* **Problemas e tarefas**
[a] Resume o acórdão em duas frases.
[b] Altera o trecho do acórdão começando em "Acórdãos STA" e seguindo até "Recorrente:A.............", com "Supremo Tribunal Administrativo" substituído por "STA".

* **Texto de leitura**
Acórdãos STA

Acórdão do Supremo Tribunal Administrativo
Processo:0365/18.8BEVIS
Data do Acordão:10/28/2020
Tribunal:2 SECÇÃO
Relator:JOSÉ GOMES CORREIA
Descritores:NULIDADE DE SENTENÇA
FALTA DE FUNDAMENTAÇÃO
Sumário:Muito embora a não especificação dos fundamentos de facto e de direito da decisão constitua causa de nulidade do acórdão prevista no nº 1, al. b), do artº 615º do CPC, só a falta absoluta de motivação produz nulidade.
Nº Convencional:JSTA000P26572
Nº do Documento:SA2202010280365/18
Data de Entrada:02/13/2020
Recorrente:A.............
Recorrido 1:AT – AUTORIDADE TRIBUTÁRIA E ADUANEIRA
Votação:UNANIMIDADE
Aditamento:
Texto Integral: Acordam, em conferência, na Secção de Contencioso Tributário do Supremo Tribunal Administrativo


1.- A……………….., vem, nos termos do disposto no artigo 615.º nº 1 alínea b) e nº 4 do CPC, aplicável ex vi do artigo 1º do CPTA, arguir a nulidade do acórdão, nos termos e com os seguintes fundamentos:
“O recorrente defendeu que a introdução do nº 5 do art. 49º da LGT pela Lei n.º 66-B/2012, de 31.12, não tinha quaisquer efeitos de suspensão do prazo de prescrição que, por essa via, se havia consolidado em 31/12/2015.
O douto Acórdão agora proferido decide de forma diferente quanto a essa matéria, ditando a sua aplicação imediata, questão que apenas poderá vir a ser resolvida através de recurso extraordinário.
Acontece que,
A interpretação da aplicação imediata do nº 5 do art. 49º da LGT às relações jurídicas em constituição como as que aqui se discutem, em concreto quanto ao prazo de prescrição em curso, implica neste caso concreto a aplicação implícita da interpretação de que aquela norma tem efeitos retroactivos.
É que,
Essa norma dita que, a partir da sua entrada em vigor – 01/01/2013 - passa também a ser causa de suspensão da prescrição a instauração de inquérito.
Suspensão que dura durante a pendência daquele processo crime, até trânsito em julgado da decisão.
Ora, com o devido respeito por interpretação contrária, a decisão proferida por esse Venerando Tribunal faz uma aplicação que excede a da sua aplicação imediata para o futuro quando dita a suspensão deste prazo de prescrição com base em factos ocorridos antes da sua publicação,
Tornando (aparentemente) irrelevante que o inquérito aqui em causa tenha sido instaurado em 2010.

* **Registos apresentados**
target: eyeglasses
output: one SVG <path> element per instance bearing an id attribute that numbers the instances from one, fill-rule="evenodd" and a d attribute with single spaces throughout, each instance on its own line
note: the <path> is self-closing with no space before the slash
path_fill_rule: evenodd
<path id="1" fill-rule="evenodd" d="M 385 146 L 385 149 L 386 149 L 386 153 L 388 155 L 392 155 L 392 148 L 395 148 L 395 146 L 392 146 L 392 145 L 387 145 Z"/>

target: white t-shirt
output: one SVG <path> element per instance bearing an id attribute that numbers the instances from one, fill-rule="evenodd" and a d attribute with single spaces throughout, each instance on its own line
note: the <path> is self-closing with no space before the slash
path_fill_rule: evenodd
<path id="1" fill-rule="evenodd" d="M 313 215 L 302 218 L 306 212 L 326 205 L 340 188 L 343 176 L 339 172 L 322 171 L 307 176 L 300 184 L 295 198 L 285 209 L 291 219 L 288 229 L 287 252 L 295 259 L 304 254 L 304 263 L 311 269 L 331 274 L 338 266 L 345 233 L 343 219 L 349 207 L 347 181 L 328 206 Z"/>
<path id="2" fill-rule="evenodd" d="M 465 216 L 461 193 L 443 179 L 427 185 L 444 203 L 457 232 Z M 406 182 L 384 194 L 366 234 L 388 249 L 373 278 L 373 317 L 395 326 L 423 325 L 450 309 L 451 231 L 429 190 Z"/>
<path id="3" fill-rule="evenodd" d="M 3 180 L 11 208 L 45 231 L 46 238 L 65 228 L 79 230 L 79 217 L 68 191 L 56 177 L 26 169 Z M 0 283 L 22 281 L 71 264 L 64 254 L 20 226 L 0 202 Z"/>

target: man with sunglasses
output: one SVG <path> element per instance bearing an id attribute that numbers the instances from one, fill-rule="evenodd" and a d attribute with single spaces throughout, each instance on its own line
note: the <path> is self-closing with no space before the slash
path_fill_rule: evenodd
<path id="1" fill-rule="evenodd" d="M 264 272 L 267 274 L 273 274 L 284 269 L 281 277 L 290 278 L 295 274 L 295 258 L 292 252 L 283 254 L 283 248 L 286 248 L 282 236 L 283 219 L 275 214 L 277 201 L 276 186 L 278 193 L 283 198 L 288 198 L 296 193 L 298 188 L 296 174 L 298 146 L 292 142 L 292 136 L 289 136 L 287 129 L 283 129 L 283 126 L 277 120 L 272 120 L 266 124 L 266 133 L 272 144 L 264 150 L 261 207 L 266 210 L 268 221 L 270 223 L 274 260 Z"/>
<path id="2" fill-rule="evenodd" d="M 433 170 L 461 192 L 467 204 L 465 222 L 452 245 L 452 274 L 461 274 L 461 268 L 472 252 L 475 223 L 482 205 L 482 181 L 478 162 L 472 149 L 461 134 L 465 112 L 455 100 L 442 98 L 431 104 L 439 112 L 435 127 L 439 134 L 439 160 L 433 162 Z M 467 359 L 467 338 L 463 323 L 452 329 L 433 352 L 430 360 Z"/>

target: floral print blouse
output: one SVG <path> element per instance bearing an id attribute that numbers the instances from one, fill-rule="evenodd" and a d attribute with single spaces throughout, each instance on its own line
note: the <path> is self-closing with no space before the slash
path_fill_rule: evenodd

* **Resolução das tarefas**
[a] O sumário do acórdão do Supremo Tribunal Administrativo estabelece que, embora a não especificação dos fundamentos de facto e de direito constitua causa de nulidade prevista no artigo 615.º, n.º 1, alínea b), do CPC, só a falta absoluta de motivação produz nulidade. O recorrente vem arguir a nulidade do acórdão, sustentando que a aplicação imediata do n.º 5 do artigo 49.º da LGT ao prazo de prescrição em curso implica atribuir-lhe efeitos retroativos, tornando aparentemente irrelevante que o inquérito tenha sido instaurado em 2010.

[b]
Acórdãos STA

Acórdão do STA
Processo:0365/18.8BEVIS
Data do Acordão:10/28/2020
Tribunal:2 SECÇÃO
Relator:JOSÉ GOMES CORREIA
Descritores:NULIDADE DE SENTENÇA
FALTA DE FUNDAMENTAÇÃO
Sumário:Muito embora a não especificação dos fundamentos de facto e de direito da decisão constitua causa de nulidade do acórdão prevista no nº 1, al. b), do artº 615º do CPC, só a falta absoluta de motivação produz nulidade.
Nº Convencional:JSTA000P26572
Nº do Documento:SA2202010280365/18
Data de Entrada:02/13/2020
Recorrente:A.............